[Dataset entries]
###

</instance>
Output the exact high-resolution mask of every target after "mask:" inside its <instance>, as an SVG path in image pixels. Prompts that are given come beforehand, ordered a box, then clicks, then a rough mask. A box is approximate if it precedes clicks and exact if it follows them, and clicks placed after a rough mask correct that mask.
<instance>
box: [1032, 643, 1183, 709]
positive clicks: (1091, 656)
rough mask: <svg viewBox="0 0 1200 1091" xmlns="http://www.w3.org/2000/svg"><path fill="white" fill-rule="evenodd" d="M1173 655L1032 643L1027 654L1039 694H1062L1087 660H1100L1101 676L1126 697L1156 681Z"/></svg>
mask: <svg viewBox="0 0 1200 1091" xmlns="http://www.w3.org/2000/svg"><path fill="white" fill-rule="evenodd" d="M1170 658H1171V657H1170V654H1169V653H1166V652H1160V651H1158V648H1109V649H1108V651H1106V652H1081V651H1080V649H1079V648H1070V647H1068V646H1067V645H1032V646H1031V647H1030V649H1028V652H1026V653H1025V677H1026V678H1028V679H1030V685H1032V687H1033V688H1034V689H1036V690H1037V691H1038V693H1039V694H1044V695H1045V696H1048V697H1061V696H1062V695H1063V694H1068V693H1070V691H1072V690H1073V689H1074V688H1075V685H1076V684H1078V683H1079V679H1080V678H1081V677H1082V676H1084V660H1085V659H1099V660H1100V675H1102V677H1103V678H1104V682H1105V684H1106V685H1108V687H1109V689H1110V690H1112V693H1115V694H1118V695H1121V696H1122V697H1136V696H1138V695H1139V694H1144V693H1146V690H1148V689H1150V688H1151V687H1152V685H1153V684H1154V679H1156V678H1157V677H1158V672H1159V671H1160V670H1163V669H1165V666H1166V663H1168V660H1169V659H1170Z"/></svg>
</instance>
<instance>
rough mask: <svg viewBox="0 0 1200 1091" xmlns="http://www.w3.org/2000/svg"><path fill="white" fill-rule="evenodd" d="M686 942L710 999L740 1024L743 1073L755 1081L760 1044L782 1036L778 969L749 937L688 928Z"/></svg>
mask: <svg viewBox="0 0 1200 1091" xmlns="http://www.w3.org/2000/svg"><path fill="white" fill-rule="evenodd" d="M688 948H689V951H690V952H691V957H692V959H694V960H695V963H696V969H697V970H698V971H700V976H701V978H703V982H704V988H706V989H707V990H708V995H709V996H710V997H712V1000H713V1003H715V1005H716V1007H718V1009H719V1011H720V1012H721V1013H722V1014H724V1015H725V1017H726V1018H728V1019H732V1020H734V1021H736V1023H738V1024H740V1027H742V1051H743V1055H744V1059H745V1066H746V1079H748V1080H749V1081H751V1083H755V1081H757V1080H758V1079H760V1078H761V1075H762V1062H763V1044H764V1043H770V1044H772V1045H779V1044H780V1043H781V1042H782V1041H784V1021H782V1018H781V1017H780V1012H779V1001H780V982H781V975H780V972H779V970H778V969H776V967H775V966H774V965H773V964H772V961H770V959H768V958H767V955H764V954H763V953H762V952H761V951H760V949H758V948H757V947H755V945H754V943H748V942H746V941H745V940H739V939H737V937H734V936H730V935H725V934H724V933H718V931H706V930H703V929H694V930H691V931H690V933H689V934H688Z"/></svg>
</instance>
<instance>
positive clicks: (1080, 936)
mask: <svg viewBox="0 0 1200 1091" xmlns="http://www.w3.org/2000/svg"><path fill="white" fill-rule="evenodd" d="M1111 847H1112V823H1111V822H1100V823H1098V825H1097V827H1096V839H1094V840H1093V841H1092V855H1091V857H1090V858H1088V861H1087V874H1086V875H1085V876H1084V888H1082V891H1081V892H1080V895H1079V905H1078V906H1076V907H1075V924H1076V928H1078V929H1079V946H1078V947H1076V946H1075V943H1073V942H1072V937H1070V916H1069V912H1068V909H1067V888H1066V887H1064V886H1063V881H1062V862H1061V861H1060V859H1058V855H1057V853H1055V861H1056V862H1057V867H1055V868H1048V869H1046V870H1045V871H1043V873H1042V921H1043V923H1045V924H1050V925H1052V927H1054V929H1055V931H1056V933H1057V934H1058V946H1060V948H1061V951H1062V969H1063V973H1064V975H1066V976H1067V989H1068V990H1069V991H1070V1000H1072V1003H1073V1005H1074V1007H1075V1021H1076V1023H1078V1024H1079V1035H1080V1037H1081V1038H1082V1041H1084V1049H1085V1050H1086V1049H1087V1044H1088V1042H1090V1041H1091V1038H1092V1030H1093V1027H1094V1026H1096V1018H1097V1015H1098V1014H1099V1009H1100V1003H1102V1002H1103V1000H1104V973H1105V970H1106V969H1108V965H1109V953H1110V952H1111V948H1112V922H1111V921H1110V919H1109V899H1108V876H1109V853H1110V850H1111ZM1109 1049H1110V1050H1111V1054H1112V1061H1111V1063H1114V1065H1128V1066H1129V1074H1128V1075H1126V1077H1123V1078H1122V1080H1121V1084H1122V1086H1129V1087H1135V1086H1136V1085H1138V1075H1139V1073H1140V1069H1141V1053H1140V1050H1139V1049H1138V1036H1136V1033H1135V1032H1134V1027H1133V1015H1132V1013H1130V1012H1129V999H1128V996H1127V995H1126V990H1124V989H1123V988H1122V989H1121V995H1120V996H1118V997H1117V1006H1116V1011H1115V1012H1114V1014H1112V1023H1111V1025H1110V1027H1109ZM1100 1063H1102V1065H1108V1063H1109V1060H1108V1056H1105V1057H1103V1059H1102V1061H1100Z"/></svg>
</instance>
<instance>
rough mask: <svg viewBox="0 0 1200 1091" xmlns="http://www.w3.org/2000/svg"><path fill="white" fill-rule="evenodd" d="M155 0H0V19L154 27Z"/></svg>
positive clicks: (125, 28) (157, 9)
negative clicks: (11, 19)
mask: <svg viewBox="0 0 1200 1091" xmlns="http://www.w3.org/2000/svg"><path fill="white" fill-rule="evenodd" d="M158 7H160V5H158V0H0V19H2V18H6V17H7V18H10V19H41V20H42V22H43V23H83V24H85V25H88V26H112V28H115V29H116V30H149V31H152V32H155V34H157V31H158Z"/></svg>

###

# What the exercise asks:
Reproduce the records above, swapping "rough mask" for "coarse mask" wherever it occurs and leaving everything else unchanged.

# Result of this task:
</instance>
Output the exact high-resolution mask of every target after "mask:" inside its <instance>, as an SVG path in image pixels. Prompts that are given come beforehand, ordered a box, then clicks, then a coarse mask. A box is approximate if it precedes clicks and exact if it follows them, and clicks placed after a coarse mask correct that mask.
<instance>
box: [1032, 643, 1183, 709]
positive clicks: (1091, 656)
coarse mask: <svg viewBox="0 0 1200 1091" xmlns="http://www.w3.org/2000/svg"><path fill="white" fill-rule="evenodd" d="M1173 655L1032 643L1027 654L1039 694H1062L1087 660H1100L1101 676L1126 697L1156 681Z"/></svg>
mask: <svg viewBox="0 0 1200 1091" xmlns="http://www.w3.org/2000/svg"><path fill="white" fill-rule="evenodd" d="M1170 658H1171V657H1170V654H1169V653H1166V652H1160V651H1158V648H1109V649H1108V651H1106V652H1081V651H1080V649H1079V648H1070V647H1068V646H1067V645H1032V646H1031V647H1030V649H1028V652H1026V653H1025V677H1026V678H1028V679H1030V685H1032V687H1033V688H1034V689H1036V690H1037V691H1038V693H1039V694H1044V695H1045V696H1048V697H1061V696H1062V695H1063V694H1068V693H1070V691H1072V690H1073V689H1074V688H1075V685H1076V684H1078V683H1079V679H1080V678H1081V677H1082V676H1084V660H1085V659H1099V660H1100V675H1102V677H1103V678H1104V682H1105V684H1106V685H1108V687H1109V689H1110V690H1112V693H1115V694H1118V695H1121V696H1122V697H1136V696H1138V695H1139V694H1144V693H1146V690H1148V689H1150V688H1151V687H1152V685H1153V684H1154V679H1156V678H1157V677H1158V672H1159V671H1160V670H1163V669H1165V666H1166V663H1168V660H1169V659H1170Z"/></svg>
</instance>
<instance>
coarse mask: <svg viewBox="0 0 1200 1091" xmlns="http://www.w3.org/2000/svg"><path fill="white" fill-rule="evenodd" d="M686 942L710 999L740 1024L743 1073L755 1081L760 1044L782 1036L778 969L749 937L688 928Z"/></svg>
mask: <svg viewBox="0 0 1200 1091" xmlns="http://www.w3.org/2000/svg"><path fill="white" fill-rule="evenodd" d="M688 948H689V951H690V952H691V957H692V959H694V960H695V963H696V969H697V970H698V971H700V976H701V978H703V982H704V988H706V989H707V990H708V995H709V996H710V997H712V1000H713V1003H715V1005H716V1007H718V1009H719V1011H720V1012H721V1013H722V1014H724V1015H725V1017H726V1018H728V1019H732V1020H734V1021H736V1023H738V1024H740V1027H742V1051H743V1055H744V1059H745V1066H746V1079H748V1080H749V1081H751V1083H755V1081H757V1080H758V1079H760V1078H761V1075H762V1062H763V1044H764V1043H770V1044H772V1045H779V1044H780V1043H781V1042H782V1041H784V1021H782V1018H781V1017H780V1012H779V1001H780V982H781V975H780V972H779V970H778V969H776V967H775V966H774V965H773V964H772V961H770V959H768V958H767V955H764V954H763V953H762V952H761V951H760V949H758V948H757V947H755V945H754V943H748V942H746V941H745V940H739V939H737V937H734V936H730V935H725V934H724V933H718V931H706V930H703V929H694V930H691V931H690V933H689V934H688Z"/></svg>
</instance>
<instance>
positive clicks: (1080, 936)
mask: <svg viewBox="0 0 1200 1091" xmlns="http://www.w3.org/2000/svg"><path fill="white" fill-rule="evenodd" d="M1111 847H1112V823H1111V822H1100V823H1098V825H1097V827H1096V839H1094V840H1093V841H1092V855H1091V857H1090V858H1088V861H1087V874H1086V875H1085V876H1084V888H1082V891H1081V892H1080V895H1079V905H1078V906H1076V907H1075V924H1076V928H1078V929H1079V946H1078V947H1076V946H1075V943H1073V942H1072V937H1070V916H1069V912H1068V909H1067V888H1066V887H1064V886H1063V881H1062V862H1061V861H1060V859H1058V855H1057V853H1055V861H1056V862H1057V867H1055V868H1048V869H1046V870H1045V871H1043V873H1042V921H1043V923H1045V924H1050V925H1052V927H1054V929H1055V931H1056V933H1057V934H1058V946H1060V948H1061V951H1062V969H1063V973H1064V975H1066V976H1067V989H1068V990H1069V991H1070V1000H1072V1003H1073V1005H1074V1007H1075V1021H1076V1023H1078V1024H1079V1035H1080V1037H1081V1038H1082V1041H1084V1049H1085V1050H1086V1049H1087V1044H1088V1042H1090V1041H1091V1038H1092V1030H1093V1027H1094V1026H1096V1018H1097V1015H1098V1014H1099V1009H1100V1003H1102V1002H1103V1000H1104V973H1105V970H1106V969H1108V965H1109V953H1110V952H1111V948H1112V922H1111V921H1110V919H1109V899H1108V876H1109V853H1110V850H1111ZM1109 1049H1110V1050H1111V1054H1112V1061H1111V1063H1114V1065H1128V1066H1129V1074H1128V1075H1126V1077H1123V1078H1122V1080H1121V1084H1122V1086H1129V1087H1135V1086H1136V1085H1138V1075H1139V1073H1140V1069H1141V1053H1140V1050H1139V1049H1138V1036H1136V1033H1135V1032H1134V1027H1133V1015H1132V1013H1130V1012H1129V999H1128V996H1127V995H1126V990H1124V989H1123V988H1122V989H1121V995H1120V996H1118V997H1117V1006H1116V1011H1115V1012H1114V1014H1112V1023H1111V1025H1110V1027H1109ZM1100 1063H1102V1065H1108V1063H1109V1060H1108V1056H1105V1057H1103V1059H1102V1061H1100Z"/></svg>
</instance>
<instance>
coarse mask: <svg viewBox="0 0 1200 1091" xmlns="http://www.w3.org/2000/svg"><path fill="white" fill-rule="evenodd" d="M155 0H0V19L154 27Z"/></svg>
positive clicks: (125, 28) (157, 9)
negative clicks: (11, 19)
mask: <svg viewBox="0 0 1200 1091" xmlns="http://www.w3.org/2000/svg"><path fill="white" fill-rule="evenodd" d="M158 7H160V5H158V0H0V19H2V18H6V17H7V18H10V19H41V20H42V22H43V23H83V24H85V25H88V26H112V28H115V29H116V30H149V31H152V32H155V34H157V31H158Z"/></svg>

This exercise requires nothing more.